[Location identification items]
##########

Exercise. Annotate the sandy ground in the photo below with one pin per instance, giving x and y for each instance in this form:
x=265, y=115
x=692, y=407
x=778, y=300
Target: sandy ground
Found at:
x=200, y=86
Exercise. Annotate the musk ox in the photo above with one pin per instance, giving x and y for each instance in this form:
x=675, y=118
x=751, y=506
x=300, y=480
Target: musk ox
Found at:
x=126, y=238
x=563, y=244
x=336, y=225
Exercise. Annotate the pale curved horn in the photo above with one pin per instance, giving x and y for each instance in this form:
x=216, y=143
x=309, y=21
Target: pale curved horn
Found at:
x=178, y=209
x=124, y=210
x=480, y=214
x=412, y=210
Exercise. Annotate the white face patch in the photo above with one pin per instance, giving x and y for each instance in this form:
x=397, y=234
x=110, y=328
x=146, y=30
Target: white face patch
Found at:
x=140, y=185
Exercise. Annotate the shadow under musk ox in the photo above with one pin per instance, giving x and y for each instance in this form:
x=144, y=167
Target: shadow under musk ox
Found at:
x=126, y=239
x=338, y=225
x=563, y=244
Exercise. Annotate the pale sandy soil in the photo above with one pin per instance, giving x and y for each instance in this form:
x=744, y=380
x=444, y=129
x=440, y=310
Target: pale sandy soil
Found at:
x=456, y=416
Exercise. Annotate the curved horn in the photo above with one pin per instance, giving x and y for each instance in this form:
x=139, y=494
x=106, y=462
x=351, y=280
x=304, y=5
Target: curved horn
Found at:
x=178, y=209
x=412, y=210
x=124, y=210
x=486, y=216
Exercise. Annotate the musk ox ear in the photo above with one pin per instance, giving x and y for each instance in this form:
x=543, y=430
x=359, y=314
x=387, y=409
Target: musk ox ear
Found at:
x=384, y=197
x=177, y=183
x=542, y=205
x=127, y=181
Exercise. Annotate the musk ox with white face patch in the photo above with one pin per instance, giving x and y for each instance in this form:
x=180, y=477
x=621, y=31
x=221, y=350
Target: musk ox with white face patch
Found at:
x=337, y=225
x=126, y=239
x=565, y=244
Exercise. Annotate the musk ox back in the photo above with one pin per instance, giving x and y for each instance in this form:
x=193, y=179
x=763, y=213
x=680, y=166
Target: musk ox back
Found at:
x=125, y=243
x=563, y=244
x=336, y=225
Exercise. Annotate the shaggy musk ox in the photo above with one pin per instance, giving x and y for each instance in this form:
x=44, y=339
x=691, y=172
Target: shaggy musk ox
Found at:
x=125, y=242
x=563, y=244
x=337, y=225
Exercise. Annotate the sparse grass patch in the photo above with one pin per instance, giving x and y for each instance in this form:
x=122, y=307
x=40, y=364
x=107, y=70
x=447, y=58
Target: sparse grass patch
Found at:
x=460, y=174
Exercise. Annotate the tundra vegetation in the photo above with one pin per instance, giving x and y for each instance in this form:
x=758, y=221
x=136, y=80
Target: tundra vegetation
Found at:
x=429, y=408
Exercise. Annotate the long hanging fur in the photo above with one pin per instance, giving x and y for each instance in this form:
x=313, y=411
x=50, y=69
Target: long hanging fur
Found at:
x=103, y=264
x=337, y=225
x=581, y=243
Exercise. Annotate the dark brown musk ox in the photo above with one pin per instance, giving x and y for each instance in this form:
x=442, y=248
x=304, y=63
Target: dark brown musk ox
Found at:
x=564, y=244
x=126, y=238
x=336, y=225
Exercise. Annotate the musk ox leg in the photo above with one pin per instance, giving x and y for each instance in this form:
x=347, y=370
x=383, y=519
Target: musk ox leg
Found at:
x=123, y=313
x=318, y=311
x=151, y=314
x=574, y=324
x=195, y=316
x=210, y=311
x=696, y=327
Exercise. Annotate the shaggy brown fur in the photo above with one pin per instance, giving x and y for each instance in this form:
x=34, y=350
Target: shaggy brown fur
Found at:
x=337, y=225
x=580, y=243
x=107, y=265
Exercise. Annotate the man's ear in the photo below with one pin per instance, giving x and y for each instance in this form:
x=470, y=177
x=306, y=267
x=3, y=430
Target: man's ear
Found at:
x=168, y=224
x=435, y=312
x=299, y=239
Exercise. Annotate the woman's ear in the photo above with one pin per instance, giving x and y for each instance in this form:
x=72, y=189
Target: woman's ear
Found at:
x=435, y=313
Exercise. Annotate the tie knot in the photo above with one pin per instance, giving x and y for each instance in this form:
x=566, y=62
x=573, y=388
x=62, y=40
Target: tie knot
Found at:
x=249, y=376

##########

* **GIVEN REQUEST**
Copy every one of the entries above line for line, keeping each character unchanged.

* **FINAL RESULT**
Exercise. Annotate the sandy ground in the photo below with one pin per instance, giving x and y for each instance in this form:
x=265, y=115
x=692, y=407
x=778, y=300
Target: sandy ground
Found at:
x=200, y=86
Exercise. Annotate the musk ox in the photo above with one pin per instance, giving x and y for each instance in this form:
x=675, y=118
x=751, y=506
x=300, y=480
Target: musk ox
Found at:
x=126, y=238
x=563, y=244
x=336, y=225
Exercise. Annotate the pale curved horn in the photo above with one pin per instance, giving x and y for each instance in this form:
x=216, y=143
x=309, y=21
Target: pale curved horn
Found at:
x=178, y=209
x=124, y=210
x=480, y=214
x=412, y=210
Exercise. Annotate the white face patch in the photo above with one pin per instance, giving x and y for each instance in this form:
x=397, y=234
x=110, y=328
x=146, y=30
Target: white face patch
Found at:
x=140, y=185
Exercise. Annotate the shadow under musk ox in the photo above with one pin per instance, giving x and y for each instance in this form:
x=144, y=167
Target: shadow under musk ox
Found at:
x=126, y=239
x=338, y=225
x=563, y=244
Exercise. Annotate the pale sandy soil in the photo above with one pin per instance, giving x and y for each instance in this form:
x=744, y=380
x=444, y=129
x=440, y=310
Target: pale sandy soil
Found at:
x=456, y=416
Exercise. Annotate the curved horn in the photo above with one pin per instance, giving x and y for each instance in this form:
x=139, y=494
x=106, y=462
x=351, y=280
x=304, y=5
Target: curved horn
Found at:
x=178, y=209
x=412, y=210
x=124, y=210
x=486, y=216
Exercise. Annotate the musk ox ear in the photo above with one pin per instance, giving x and y for each instance in this form:
x=543, y=430
x=359, y=314
x=387, y=409
Target: musk ox ear
Found at:
x=384, y=197
x=177, y=183
x=542, y=205
x=127, y=181
Exercise. Annotate the musk ox with white face patch in the photo above with one pin per instance, giving x and y for each instance in this form:
x=180, y=477
x=621, y=31
x=221, y=350
Target: musk ox with white face patch
Found at:
x=337, y=225
x=126, y=239
x=565, y=244
Exercise. Annotate the musk ox back in the photo above with one pin per instance, giving x and y for each instance in this form:
x=193, y=179
x=763, y=213
x=680, y=166
Target: musk ox back
Found at:
x=125, y=243
x=563, y=244
x=336, y=225
Exercise. Annotate the shaggy musk ox in the photo above with one pin per instance, giving x and y for each instance in this form:
x=44, y=339
x=691, y=172
Target: shaggy musk ox
Found at:
x=125, y=242
x=563, y=244
x=337, y=225
Exercise. Annotate the sparse grass patch in the photo above with one pin per instance, giving x and y for each instance in this form:
x=122, y=307
x=40, y=364
x=107, y=70
x=447, y=58
Target: sparse grass patch
Found at:
x=460, y=174
Exercise. Annotate the tundra vegetation in the photo above with one pin per instance, giving x and y for each instance in this form:
x=758, y=221
x=136, y=80
Target: tundra vegetation
Found at:
x=429, y=408
Exercise. Annotate the long hanging fur in the photo above with one pin per instance, giving x and y for each instance in this form:
x=313, y=411
x=50, y=69
Target: long hanging fur
Found at:
x=103, y=264
x=337, y=225
x=581, y=243
Exercise. Annotate the dark brown musk ox in the photo above with one pin per instance, giving x and y for each instance in this form:
x=442, y=248
x=304, y=63
Target: dark brown musk ox
Found at:
x=564, y=244
x=126, y=238
x=336, y=225
Exercise. Annotate the musk ox leg in the photo above with one pin per instance, giving x and y for each instance in this form:
x=347, y=370
x=383, y=519
Target: musk ox leg
Found at:
x=123, y=313
x=318, y=311
x=151, y=314
x=574, y=324
x=195, y=316
x=210, y=311
x=696, y=327
Exercise. Annotate the shaggy brown fur in the photo above with one pin per instance, giving x and y for each instance in this form:
x=34, y=350
Target: shaggy brown fur
Found at:
x=337, y=225
x=580, y=243
x=107, y=265
Exercise. Annotate the man's ear in the photo below with one pin per instance, giving x and y for each instance in this form:
x=470, y=177
x=306, y=267
x=3, y=430
Target: man's ear
Found at:
x=168, y=224
x=435, y=312
x=299, y=239
Exercise. Annotate the woman's ear in the photo above with one pin per instance, giving x and y for each instance in this form:
x=72, y=189
Target: woman's ear
Found at:
x=435, y=313
Exercise. Annotate the tie knot in the photo above with one pin per instance, giving x and y for each instance in this form:
x=566, y=62
x=573, y=388
x=62, y=40
Target: tie knot
Found at:
x=249, y=376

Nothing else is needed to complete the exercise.